TASK REQUIREMENTS
Copy the listing below word for word, starting at the line that contains "woman's eyelashes, reported" and continuing through the end of the listing, both ends included.

LISTED RECORDS
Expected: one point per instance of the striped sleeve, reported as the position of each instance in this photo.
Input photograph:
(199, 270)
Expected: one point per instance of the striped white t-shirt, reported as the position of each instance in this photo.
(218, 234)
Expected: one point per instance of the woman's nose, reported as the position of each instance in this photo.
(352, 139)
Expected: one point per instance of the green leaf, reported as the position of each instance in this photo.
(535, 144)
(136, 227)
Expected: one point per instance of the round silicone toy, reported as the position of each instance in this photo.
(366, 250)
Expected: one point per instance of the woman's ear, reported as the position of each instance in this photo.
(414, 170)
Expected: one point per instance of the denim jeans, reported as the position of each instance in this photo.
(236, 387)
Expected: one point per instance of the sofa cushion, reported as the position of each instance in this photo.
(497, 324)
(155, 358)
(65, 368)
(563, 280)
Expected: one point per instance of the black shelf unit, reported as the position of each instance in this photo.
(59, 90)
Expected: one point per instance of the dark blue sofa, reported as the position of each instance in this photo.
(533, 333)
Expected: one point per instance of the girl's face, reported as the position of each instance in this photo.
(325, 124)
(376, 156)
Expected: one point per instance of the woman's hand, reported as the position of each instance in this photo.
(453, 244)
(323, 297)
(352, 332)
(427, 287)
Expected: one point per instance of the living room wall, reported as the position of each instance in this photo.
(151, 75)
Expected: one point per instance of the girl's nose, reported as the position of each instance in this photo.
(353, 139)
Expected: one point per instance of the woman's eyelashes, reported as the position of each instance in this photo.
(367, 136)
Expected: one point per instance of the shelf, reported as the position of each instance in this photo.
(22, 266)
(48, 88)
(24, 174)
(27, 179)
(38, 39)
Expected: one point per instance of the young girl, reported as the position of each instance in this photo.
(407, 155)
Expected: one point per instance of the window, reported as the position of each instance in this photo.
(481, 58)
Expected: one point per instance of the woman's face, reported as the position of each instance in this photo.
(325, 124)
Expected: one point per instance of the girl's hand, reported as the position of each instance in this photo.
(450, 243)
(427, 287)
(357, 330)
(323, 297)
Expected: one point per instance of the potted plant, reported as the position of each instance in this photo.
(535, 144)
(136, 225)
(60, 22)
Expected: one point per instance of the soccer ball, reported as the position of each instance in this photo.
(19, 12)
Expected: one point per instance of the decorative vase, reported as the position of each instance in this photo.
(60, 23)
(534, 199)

RESULT BELOW
Expected: one point per instance of the woman's eyelashes, reported as the position of each instance in this photo.
(367, 136)
Expected: one point per instance of the shelf, reported as the position of each instance in this photo.
(22, 266)
(48, 88)
(24, 174)
(27, 179)
(38, 39)
Expected: one point per instance of the young girl, reported as the position of each instance in this photo.
(407, 155)
Expected: one point per instance of the window, reported as the position of each instance in this photo.
(481, 58)
Expected: one point per instance of the woman's face, reported as the position of each instance in this photo.
(325, 124)
Expected: one point per instance of the girl's hand, reported as the position of each instance in this photo.
(450, 243)
(427, 287)
(357, 330)
(323, 297)
Expected: one point per instance of the potted plant, reported as the position of each instance in this photo.
(535, 144)
(136, 225)
(60, 22)
Expected: one point per instance of the soccer ball, reported as the position of each instance in this photo.
(19, 12)
Expected: one point per instance of the decorative vase, reported as the position of each instance in this photo.
(60, 23)
(534, 199)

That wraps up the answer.